**What you are asked to do**. Only one stretch of the data below is wanted: the lines from the one with "Target: blue number 3" through the one with "Target: green grass field", repeated exactly.

**Source records**.
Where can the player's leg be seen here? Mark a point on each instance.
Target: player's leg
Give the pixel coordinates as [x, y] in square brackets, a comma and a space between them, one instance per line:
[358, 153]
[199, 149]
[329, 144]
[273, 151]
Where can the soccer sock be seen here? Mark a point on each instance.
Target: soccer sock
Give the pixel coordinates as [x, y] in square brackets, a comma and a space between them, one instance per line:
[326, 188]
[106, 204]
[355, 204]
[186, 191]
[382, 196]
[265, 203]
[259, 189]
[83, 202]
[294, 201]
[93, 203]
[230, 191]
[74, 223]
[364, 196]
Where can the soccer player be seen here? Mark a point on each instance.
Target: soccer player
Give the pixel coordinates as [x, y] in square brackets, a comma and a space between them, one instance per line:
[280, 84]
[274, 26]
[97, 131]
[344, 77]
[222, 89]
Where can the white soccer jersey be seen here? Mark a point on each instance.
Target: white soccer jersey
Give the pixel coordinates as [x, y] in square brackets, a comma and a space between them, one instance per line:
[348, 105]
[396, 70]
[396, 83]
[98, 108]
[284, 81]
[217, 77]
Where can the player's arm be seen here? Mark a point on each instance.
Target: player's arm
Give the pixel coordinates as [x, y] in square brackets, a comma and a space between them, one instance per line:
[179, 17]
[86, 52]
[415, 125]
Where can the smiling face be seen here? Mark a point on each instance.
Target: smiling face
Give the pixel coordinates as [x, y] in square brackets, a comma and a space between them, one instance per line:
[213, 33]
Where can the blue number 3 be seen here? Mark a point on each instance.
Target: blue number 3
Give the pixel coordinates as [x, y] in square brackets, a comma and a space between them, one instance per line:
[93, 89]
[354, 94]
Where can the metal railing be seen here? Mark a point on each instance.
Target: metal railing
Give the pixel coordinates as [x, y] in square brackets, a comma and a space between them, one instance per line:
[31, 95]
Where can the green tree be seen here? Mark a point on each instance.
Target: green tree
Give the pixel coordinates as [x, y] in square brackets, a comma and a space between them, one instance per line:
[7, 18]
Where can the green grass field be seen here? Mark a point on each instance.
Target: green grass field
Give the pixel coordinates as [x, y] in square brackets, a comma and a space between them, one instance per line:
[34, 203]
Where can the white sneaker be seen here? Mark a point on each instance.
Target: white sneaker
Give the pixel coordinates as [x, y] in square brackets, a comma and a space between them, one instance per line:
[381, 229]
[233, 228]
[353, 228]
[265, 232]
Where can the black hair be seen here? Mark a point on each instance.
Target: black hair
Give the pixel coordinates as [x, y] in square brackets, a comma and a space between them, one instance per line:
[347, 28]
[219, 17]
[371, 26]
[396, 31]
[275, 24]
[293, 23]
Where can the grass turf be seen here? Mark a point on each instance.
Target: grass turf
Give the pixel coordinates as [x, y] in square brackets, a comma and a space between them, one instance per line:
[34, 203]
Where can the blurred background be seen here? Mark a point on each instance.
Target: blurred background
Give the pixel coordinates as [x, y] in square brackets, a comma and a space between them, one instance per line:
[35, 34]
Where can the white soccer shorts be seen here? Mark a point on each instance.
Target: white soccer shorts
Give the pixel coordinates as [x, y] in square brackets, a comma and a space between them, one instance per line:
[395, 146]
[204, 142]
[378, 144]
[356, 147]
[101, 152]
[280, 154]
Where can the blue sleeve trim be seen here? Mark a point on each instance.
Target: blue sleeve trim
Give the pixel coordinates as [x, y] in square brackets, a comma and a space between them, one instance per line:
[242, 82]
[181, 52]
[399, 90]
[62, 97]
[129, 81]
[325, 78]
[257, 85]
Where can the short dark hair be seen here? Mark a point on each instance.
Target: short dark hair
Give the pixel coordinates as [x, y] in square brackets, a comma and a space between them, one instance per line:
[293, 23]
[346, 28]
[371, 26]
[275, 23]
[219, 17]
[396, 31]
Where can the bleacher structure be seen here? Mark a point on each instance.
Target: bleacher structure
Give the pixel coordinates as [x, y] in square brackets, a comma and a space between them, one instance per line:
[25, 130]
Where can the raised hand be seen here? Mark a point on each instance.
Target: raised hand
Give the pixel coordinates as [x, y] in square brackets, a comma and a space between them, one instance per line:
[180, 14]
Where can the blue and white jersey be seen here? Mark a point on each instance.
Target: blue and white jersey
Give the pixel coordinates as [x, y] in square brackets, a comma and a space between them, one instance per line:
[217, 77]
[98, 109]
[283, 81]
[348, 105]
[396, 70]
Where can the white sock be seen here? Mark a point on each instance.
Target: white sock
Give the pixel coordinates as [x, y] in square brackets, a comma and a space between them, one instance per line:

**Response area**.
Target: blue number 3
Give the pixel coordinates as [x, y] in square brackets, a comma and a space between them, one instance per line:
[93, 89]
[354, 94]
Where can the metal railing be seen here? Mark a point on each instance.
Target: metal railing
Give the pixel coordinates as [x, y] in square brackets, a comma and a space between them, one instance per line:
[31, 95]
Where can the green tree be seen here? Mark a point on each instance.
Target: green tree
Give the pixel coordinates as [x, y] in square brackets, a comma and a space between them, one instance per line:
[7, 18]
Where can the green grass field be seen here? Mark a point on each instance.
Target: green grass field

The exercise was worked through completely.